>> START
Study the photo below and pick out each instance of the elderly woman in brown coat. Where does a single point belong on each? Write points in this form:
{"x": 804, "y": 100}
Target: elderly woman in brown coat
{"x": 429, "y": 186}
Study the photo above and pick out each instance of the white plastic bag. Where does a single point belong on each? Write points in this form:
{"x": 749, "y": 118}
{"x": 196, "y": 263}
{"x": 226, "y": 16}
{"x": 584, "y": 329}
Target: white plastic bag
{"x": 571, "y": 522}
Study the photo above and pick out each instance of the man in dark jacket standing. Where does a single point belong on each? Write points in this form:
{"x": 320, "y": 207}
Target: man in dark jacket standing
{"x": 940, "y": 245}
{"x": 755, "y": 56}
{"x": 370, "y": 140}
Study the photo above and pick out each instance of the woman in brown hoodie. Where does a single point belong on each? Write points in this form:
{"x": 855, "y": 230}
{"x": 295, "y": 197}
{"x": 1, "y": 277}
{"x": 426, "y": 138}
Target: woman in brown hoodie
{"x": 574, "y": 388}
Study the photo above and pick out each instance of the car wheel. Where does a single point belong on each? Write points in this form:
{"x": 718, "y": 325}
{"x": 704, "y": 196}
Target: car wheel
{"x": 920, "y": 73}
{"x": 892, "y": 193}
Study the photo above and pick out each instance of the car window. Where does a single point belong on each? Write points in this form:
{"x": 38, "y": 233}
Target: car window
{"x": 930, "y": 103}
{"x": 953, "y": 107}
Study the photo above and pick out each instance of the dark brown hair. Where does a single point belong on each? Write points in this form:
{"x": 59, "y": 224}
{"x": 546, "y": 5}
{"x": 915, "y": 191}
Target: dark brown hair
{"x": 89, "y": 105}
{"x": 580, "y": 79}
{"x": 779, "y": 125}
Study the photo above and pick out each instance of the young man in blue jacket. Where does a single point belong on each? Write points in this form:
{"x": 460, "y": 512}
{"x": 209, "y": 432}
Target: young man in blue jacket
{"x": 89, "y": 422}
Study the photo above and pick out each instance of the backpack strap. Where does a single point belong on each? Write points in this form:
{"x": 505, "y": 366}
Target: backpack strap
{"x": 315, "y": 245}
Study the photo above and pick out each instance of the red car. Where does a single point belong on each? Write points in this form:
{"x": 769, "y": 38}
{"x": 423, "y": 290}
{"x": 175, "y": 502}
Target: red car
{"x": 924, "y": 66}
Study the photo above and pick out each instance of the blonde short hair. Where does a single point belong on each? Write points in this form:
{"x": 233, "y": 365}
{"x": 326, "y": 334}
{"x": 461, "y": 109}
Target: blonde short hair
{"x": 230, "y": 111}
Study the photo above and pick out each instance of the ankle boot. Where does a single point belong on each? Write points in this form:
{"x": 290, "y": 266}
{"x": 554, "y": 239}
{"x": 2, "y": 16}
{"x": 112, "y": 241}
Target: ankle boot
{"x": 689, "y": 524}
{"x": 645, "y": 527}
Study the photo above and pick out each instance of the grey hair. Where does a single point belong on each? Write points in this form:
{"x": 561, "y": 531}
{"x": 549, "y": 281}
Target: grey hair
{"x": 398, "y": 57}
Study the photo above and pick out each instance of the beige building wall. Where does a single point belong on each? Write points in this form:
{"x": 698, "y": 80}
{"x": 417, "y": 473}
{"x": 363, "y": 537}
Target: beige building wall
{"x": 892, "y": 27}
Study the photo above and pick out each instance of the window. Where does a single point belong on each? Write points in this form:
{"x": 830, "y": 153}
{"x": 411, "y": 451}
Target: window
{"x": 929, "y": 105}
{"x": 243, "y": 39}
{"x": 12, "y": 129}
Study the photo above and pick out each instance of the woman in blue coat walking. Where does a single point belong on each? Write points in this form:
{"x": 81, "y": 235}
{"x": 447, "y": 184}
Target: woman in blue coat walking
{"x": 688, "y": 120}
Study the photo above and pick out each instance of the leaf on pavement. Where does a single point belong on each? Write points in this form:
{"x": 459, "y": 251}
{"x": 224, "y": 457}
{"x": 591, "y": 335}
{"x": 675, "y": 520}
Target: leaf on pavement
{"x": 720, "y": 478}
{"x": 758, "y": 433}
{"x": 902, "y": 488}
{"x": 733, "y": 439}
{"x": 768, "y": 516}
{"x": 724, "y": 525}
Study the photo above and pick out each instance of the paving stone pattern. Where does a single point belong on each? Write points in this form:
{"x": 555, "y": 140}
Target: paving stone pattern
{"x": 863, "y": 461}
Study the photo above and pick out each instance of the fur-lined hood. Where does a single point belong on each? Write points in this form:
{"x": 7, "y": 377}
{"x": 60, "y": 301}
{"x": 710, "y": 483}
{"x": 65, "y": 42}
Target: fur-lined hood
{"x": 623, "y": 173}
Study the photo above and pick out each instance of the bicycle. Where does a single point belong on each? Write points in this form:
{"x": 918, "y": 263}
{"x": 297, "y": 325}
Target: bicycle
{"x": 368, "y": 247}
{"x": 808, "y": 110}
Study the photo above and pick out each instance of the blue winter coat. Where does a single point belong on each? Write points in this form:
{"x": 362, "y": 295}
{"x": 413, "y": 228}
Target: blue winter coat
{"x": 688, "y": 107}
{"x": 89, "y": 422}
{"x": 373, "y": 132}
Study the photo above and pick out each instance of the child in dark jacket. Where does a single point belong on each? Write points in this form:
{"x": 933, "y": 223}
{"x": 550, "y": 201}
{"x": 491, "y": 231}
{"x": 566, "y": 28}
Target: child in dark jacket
>> END
__Instruction__: Reproduce the lines above word for word, from the line containing "of the fur-lined" through the final line.

__Answer to the exercise__:
Study the photo above and pick out each instance of the fur-lined hood. Where does a single point belong on each? Write points in this form:
{"x": 7, "y": 377}
{"x": 60, "y": 301}
{"x": 710, "y": 483}
{"x": 65, "y": 42}
Target: fur-lined hood
{"x": 623, "y": 173}
Study the photo above and pick out each instance of the bicycle. Where does a single point belong on each? Write points in this form:
{"x": 918, "y": 263}
{"x": 297, "y": 325}
Target: bicycle
{"x": 368, "y": 247}
{"x": 808, "y": 110}
Study the photo above and pick out each instance of the blue winter coat. Where does a single point belong on each? Write points in this form:
{"x": 362, "y": 295}
{"x": 413, "y": 228}
Target: blue winter coat
{"x": 688, "y": 107}
{"x": 89, "y": 422}
{"x": 373, "y": 132}
Study the photo above and pick out each instance of the child in dark jacket. Where does a single point belong on each? Write points in this form:
{"x": 933, "y": 223}
{"x": 550, "y": 201}
{"x": 491, "y": 231}
{"x": 566, "y": 28}
Target: child in dark jacket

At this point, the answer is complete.